**Objetivo da tarefa**
Reproduza na íntegra, sem qualquer alteração, o texto sobre São Domingos.

**Texto fornecido**
·····
Também houve cafés e restaurantes, casas de pasto e de dormidas. Um povo laborioso descansava à noite e nos domingos e tinha as suas horas de convívio e de alegria. A banda tocava no largo, em frente da igreja e chegou a ter 35 instrumentos. A equipa de futebol que disputava o Campeonato Nacional da II Divisão era das melhores do distrito, Nos arraiais de Serpa, e Almodôvar, nos bailes e festas de Mértola arredores e até nas feiras de Beja nunca faltava o dinheiro das minas nem o despique dos cantares. E tudo o vento levou... Figura típica de São Domingos é o sr. Francisco Guerreiro, de longas barbas de protesto, irónico e palrador. É o barbeiro da terra. Em tempos explorava duas lojas bem afreguesadas, onde agora as moscas brincam a seu bel- prazer. Descansa pacatamente dos anos seguidos em que não viu férias e cortava barbas pelo serão adentro e não tinha mãos a medir. Engordou. Mas antes queria não ter tempo para comer, como há três anos, quando tinha 124 fregueses de assinatura que pagavam dez escudos por mês para fazerem a barba as vezes que entendessem. Agora tem apenas 6 assinaturas.
·····
**Linhas fornecidas**
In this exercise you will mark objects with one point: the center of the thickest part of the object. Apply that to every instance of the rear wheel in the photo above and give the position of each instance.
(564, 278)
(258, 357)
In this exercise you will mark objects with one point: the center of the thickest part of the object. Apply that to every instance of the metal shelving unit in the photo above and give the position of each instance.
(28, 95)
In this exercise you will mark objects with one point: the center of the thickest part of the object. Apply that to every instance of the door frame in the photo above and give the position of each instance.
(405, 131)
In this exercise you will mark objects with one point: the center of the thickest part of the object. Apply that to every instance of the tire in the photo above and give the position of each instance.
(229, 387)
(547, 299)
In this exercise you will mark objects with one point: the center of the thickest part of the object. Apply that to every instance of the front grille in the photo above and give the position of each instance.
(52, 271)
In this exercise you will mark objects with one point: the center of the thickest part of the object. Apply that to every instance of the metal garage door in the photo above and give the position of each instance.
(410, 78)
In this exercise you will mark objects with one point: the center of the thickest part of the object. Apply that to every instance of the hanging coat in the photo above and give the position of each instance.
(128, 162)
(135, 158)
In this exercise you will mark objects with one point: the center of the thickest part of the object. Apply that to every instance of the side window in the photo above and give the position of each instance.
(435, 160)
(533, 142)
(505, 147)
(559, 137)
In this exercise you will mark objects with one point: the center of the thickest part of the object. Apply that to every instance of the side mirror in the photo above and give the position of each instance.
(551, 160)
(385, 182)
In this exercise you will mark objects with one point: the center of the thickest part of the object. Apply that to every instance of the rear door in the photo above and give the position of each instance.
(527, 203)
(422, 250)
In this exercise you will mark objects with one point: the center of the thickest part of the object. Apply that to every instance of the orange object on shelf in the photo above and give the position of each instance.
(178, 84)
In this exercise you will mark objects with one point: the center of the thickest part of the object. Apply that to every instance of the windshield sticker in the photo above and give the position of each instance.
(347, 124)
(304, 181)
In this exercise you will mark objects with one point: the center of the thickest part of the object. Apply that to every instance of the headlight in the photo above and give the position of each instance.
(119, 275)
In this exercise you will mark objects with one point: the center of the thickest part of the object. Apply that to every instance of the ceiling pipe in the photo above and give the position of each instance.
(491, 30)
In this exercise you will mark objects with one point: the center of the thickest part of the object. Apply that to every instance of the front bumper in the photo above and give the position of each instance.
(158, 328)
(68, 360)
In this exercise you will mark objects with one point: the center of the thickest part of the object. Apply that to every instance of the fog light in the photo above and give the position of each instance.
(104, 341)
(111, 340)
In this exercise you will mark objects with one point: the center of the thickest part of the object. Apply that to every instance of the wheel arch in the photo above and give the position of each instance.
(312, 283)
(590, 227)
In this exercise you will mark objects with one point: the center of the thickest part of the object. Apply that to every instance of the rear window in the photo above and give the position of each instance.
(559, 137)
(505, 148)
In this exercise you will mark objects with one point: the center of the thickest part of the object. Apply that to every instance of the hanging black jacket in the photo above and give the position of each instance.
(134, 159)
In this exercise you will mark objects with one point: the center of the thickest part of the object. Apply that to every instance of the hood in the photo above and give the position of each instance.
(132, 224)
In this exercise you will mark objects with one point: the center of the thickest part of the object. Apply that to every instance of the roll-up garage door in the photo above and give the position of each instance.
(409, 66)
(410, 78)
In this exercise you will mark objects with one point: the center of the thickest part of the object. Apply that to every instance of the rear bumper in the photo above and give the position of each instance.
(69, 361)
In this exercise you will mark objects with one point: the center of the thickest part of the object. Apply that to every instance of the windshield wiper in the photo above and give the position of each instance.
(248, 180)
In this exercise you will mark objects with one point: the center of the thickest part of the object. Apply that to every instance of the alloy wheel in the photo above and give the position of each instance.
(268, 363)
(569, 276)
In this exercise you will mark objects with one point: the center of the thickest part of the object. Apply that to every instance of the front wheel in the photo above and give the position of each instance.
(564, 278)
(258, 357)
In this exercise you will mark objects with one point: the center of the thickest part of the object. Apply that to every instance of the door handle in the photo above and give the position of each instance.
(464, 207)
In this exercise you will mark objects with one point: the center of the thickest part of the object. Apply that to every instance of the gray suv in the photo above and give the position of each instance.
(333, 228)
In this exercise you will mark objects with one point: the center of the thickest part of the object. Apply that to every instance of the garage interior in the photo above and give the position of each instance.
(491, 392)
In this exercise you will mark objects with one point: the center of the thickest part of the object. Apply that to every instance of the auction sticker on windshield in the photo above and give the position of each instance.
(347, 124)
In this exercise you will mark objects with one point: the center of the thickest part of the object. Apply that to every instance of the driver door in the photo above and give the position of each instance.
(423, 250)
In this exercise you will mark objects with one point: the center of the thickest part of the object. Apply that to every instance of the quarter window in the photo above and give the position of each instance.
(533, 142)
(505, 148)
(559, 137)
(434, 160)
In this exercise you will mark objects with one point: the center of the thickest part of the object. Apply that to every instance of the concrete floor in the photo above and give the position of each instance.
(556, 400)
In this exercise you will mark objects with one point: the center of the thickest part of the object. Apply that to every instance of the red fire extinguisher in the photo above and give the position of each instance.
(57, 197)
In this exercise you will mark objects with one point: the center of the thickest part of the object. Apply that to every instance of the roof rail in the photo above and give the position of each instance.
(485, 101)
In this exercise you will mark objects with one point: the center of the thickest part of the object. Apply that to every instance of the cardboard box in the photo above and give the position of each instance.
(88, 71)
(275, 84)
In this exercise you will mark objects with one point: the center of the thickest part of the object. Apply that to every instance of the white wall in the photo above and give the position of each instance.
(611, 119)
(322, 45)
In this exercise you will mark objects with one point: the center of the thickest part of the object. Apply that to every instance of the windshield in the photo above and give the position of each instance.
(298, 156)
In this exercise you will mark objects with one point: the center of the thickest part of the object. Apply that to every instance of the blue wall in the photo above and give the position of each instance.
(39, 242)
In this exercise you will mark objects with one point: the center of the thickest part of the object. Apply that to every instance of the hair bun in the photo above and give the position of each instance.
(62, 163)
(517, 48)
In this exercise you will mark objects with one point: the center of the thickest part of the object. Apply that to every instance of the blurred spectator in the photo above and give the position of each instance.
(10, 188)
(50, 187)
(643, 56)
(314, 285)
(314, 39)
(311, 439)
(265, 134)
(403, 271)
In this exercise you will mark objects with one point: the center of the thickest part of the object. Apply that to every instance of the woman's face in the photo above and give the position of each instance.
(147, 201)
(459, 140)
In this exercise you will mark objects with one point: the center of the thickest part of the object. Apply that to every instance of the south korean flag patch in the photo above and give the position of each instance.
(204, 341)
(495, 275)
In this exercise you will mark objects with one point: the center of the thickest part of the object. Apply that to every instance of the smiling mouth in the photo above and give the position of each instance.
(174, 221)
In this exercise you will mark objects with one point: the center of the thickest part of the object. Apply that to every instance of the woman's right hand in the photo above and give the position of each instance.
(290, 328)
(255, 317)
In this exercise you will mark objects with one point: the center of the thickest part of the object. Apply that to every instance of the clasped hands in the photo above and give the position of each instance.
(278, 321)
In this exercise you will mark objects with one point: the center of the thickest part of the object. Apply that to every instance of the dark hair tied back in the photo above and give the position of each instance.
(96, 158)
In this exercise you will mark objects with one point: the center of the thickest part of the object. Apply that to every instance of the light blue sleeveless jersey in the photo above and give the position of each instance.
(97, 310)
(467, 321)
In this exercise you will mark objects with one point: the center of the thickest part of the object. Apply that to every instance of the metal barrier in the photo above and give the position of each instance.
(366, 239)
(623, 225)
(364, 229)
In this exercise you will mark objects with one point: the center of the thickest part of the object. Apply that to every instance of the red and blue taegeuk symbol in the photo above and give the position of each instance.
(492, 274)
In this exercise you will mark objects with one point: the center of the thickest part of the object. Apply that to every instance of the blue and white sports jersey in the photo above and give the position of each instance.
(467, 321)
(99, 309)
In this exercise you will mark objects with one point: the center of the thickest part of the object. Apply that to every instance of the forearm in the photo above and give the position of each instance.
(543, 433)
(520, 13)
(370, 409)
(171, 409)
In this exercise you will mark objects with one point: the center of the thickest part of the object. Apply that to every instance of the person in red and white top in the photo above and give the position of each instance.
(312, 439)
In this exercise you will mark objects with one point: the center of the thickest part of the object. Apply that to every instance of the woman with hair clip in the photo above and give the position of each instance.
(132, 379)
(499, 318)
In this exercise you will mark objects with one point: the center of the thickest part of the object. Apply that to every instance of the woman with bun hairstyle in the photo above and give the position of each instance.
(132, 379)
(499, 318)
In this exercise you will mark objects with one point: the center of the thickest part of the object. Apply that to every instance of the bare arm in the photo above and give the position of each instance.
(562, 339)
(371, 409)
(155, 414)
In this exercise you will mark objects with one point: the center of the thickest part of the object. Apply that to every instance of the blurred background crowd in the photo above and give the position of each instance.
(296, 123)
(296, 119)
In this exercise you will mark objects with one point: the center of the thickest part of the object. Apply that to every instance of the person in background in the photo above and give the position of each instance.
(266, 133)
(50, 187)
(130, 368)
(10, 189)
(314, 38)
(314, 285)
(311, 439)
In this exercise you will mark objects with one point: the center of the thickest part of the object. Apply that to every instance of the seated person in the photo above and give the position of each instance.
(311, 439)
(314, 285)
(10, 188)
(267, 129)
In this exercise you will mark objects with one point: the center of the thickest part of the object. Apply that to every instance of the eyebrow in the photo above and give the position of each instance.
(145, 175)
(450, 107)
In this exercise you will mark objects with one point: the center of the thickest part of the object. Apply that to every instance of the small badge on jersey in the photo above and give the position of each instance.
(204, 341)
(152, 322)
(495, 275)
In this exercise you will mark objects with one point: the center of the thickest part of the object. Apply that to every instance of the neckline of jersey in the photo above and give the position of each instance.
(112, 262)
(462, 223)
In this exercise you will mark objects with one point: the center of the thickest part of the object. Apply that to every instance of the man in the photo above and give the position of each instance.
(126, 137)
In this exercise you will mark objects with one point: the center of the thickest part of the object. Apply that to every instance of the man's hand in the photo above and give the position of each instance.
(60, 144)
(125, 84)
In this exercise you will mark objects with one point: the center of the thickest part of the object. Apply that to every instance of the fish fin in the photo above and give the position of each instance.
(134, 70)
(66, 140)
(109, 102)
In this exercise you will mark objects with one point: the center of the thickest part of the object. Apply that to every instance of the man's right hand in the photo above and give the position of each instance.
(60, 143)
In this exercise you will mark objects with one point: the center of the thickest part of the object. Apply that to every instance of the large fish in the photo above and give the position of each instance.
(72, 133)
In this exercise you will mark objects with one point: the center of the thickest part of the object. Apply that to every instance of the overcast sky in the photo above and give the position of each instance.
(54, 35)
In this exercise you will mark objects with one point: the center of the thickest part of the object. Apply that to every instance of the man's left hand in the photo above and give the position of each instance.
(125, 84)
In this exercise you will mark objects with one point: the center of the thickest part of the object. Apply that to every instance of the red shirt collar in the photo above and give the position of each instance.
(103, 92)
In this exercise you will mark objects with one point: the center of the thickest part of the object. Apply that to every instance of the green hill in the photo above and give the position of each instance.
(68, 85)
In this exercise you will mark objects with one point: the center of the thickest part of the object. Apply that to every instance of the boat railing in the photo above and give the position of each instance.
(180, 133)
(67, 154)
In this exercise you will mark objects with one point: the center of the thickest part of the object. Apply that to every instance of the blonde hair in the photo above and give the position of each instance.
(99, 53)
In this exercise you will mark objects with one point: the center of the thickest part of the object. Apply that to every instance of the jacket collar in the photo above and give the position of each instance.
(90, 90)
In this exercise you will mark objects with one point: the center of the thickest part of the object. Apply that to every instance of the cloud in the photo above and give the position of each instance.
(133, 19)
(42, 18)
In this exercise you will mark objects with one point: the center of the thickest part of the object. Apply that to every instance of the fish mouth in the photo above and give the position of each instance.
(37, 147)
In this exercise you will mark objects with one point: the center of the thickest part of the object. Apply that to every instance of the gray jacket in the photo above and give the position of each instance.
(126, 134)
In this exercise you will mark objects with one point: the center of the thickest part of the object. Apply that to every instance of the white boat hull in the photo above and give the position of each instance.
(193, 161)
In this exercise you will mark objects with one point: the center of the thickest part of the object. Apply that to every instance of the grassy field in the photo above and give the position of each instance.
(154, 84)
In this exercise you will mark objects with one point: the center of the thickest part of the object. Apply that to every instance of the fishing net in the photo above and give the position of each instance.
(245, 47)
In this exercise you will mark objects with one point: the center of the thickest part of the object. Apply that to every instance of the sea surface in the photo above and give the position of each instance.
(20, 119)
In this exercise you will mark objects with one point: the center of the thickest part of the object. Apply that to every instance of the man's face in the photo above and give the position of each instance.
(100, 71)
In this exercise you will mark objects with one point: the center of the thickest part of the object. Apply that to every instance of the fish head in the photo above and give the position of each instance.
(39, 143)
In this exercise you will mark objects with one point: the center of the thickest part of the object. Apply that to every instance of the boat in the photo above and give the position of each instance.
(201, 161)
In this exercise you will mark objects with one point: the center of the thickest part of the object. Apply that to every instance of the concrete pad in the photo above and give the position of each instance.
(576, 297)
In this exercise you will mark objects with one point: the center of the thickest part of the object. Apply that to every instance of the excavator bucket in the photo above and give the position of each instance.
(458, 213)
·····
**Resposta**
Também houve cafés e restaurantes, casas de pasto e de dormidas. Um povo laborioso descansava à noite e nos domingos e tinha as suas horas de convívio e de alegria. A banda tocava no largo, em frente da igreja e chegou a ter 35 instrumentos. A equipa de futebol que disputava o Campeonato Nacional da II Divisão era das melhores do distrito, Nos arraiais de Serpa, e Almodôvar, nos bailes e festas de Mértola arredores e até nas feiras de Beja nunca faltava o dinheiro das minas nem o despique dos cantares. E tudo o vento levou... Figura típica de São Domingos é o sr. Francisco Guerreiro, de longas barbas de protesto, irónico e palrador. É o barbeiro da terra. Em tempos explorava duas lojas bem afreguesadas, onde agora as moscas brincam a seu bel- prazer. Descansa pacatamente dos anos seguidos em que não viu férias e cortava barbas pelo serão adentro e não tinha mãos a medir. Engordou. Mas antes queria não ter tempo para comer, como há três anos, quando tinha 124 fregueses de assinatura que pagavam dez escudos por mês para fazerem a barba as vezes que entendessem. Agora tem apenas 6 assinaturas.